EXTRACTED INFORMATION »

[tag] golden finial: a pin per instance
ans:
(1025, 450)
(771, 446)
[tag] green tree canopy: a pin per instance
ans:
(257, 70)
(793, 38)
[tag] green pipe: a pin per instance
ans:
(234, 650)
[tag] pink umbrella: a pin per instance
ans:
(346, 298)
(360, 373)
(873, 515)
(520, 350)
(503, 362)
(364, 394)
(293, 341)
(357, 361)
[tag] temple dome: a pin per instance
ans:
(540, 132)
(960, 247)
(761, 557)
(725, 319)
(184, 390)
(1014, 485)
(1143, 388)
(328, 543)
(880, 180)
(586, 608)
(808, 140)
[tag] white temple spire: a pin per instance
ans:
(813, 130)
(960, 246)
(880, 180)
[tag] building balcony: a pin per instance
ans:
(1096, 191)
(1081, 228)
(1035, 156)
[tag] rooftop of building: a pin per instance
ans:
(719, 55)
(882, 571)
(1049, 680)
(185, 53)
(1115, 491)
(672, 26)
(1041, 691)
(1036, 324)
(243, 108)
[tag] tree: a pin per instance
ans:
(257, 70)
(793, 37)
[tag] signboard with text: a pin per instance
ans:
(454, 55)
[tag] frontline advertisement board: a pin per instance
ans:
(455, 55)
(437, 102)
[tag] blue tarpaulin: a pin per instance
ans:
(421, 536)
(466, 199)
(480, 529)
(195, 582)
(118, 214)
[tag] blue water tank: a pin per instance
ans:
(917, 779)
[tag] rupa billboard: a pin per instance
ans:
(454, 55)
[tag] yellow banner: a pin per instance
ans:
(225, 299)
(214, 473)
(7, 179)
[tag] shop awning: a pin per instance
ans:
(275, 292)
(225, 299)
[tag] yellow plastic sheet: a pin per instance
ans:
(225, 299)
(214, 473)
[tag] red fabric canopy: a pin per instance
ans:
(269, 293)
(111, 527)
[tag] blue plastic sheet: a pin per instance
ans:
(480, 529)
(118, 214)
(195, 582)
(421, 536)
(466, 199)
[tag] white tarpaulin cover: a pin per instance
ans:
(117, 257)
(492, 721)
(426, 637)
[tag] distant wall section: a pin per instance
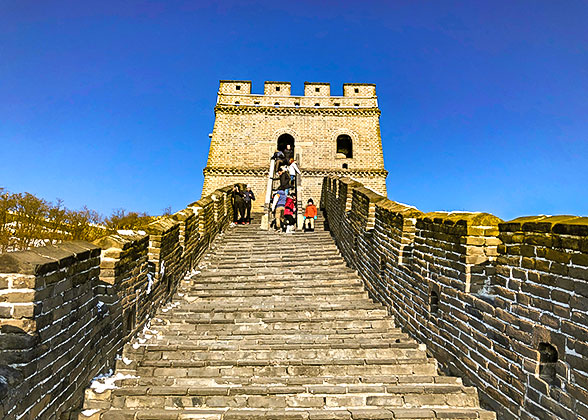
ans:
(67, 310)
(502, 304)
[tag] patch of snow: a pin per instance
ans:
(102, 383)
(162, 268)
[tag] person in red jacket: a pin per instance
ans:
(289, 213)
(310, 216)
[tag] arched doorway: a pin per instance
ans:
(284, 140)
(345, 146)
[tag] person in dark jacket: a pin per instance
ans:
(284, 180)
(238, 205)
(248, 196)
(280, 160)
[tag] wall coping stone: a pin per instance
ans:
(562, 224)
(42, 260)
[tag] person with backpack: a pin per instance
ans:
(310, 214)
(238, 206)
(248, 197)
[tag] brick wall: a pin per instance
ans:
(67, 310)
(247, 128)
(502, 304)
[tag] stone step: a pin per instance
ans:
(241, 357)
(367, 340)
(194, 314)
(274, 284)
(279, 306)
(357, 396)
(289, 380)
(352, 290)
(321, 367)
(292, 414)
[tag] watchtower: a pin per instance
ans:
(330, 135)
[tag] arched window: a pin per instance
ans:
(434, 302)
(547, 362)
(284, 140)
(345, 146)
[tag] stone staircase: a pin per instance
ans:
(276, 326)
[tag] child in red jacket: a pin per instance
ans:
(310, 216)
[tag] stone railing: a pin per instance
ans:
(67, 310)
(502, 304)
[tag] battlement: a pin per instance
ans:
(279, 94)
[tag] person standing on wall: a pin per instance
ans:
(310, 216)
(293, 170)
(248, 196)
(278, 207)
(284, 180)
(280, 159)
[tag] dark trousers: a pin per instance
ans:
(239, 207)
(248, 211)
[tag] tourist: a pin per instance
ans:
(310, 216)
(284, 180)
(278, 207)
(248, 196)
(238, 205)
(293, 170)
(279, 159)
(289, 213)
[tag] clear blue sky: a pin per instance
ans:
(484, 103)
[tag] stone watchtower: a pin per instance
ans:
(330, 135)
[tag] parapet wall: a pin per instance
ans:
(502, 304)
(67, 310)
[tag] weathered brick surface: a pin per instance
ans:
(247, 128)
(67, 310)
(484, 295)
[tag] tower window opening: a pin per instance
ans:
(286, 140)
(383, 266)
(434, 303)
(547, 363)
(345, 145)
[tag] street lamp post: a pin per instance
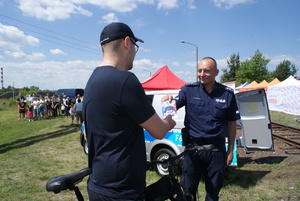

PROBLEM TO SOLVE » Locate every line of the entries above that contains the word "tarpaulin", and copy each such line in full.

WRITTEN SOLUTION »
[tag] blue tarpaulin: a pin per instance
[tag] white tarpaulin cover: a pin per instance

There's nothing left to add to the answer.